Render the lines from the beginning through the line containing "[316,140,344,170]" as a two-column CSV with the headers text and answer, one row per answer. Put the text preceding each answer in the first column and the answer in the second, each as a single quoted field with line breaks converted to spaces.

(Records from a dataset)

━━━━━━

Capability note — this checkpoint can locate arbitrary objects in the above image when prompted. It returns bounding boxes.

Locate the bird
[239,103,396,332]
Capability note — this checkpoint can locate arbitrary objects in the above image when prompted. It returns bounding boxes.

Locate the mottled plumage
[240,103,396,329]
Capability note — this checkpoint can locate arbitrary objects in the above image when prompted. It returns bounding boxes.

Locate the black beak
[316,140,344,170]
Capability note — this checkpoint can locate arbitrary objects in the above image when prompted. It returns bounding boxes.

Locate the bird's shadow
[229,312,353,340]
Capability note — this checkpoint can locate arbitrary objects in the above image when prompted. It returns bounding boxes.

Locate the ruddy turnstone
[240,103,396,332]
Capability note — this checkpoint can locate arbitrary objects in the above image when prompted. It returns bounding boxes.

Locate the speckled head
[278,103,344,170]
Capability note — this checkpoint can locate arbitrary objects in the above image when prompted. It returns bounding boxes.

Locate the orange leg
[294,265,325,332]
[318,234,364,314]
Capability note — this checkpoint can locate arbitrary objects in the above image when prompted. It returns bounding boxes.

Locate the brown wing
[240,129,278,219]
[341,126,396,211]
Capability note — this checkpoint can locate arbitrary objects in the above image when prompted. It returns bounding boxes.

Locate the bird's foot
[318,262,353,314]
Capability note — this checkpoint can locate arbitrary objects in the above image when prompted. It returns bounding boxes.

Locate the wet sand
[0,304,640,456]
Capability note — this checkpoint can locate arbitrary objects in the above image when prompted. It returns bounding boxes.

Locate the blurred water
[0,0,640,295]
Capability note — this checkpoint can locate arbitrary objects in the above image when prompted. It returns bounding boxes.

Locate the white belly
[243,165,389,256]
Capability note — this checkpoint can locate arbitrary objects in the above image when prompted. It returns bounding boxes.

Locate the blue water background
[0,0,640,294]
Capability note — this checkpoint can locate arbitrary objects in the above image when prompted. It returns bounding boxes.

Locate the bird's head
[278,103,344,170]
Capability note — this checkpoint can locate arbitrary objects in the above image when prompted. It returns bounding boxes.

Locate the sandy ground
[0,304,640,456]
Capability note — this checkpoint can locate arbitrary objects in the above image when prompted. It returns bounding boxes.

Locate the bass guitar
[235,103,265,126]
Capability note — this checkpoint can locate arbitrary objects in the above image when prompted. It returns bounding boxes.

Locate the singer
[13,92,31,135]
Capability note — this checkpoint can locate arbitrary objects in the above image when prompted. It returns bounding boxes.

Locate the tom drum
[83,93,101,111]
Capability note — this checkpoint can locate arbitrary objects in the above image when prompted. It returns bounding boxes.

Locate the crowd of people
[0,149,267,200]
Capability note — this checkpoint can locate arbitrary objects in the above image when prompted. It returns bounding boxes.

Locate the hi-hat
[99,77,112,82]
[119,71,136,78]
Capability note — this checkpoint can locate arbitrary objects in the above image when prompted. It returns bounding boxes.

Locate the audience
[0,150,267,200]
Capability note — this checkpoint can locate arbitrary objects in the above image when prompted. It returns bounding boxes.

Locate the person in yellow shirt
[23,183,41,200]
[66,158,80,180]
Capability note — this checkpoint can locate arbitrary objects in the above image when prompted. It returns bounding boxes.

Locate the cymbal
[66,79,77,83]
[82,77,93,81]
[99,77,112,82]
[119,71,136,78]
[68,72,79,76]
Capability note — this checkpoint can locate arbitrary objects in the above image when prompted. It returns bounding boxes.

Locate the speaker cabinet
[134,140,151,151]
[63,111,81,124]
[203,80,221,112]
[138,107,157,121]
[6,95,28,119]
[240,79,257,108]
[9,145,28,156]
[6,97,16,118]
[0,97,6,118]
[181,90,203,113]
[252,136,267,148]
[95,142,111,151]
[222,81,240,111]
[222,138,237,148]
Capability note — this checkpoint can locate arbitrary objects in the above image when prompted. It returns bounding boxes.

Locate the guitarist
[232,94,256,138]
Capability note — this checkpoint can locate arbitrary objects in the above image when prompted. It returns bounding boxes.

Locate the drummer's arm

━━━━━━

*Correct output*:
text,answer
"Capability note — this checkpoint can locate arbitrary objects in the above image when prompted. It returns bounding boxes. Locate the bird","[239,103,396,332]"
"Capability note — this checkpoint can locate arbitrary objects in the above image when prompted. It returns bounding boxes. Locate the mottled plumage","[240,103,396,329]"
"Capability note — this checkpoint can locate arbitrary objects in the above image when prompted. It returns bounding boxes. Locate the black beak","[316,140,344,170]"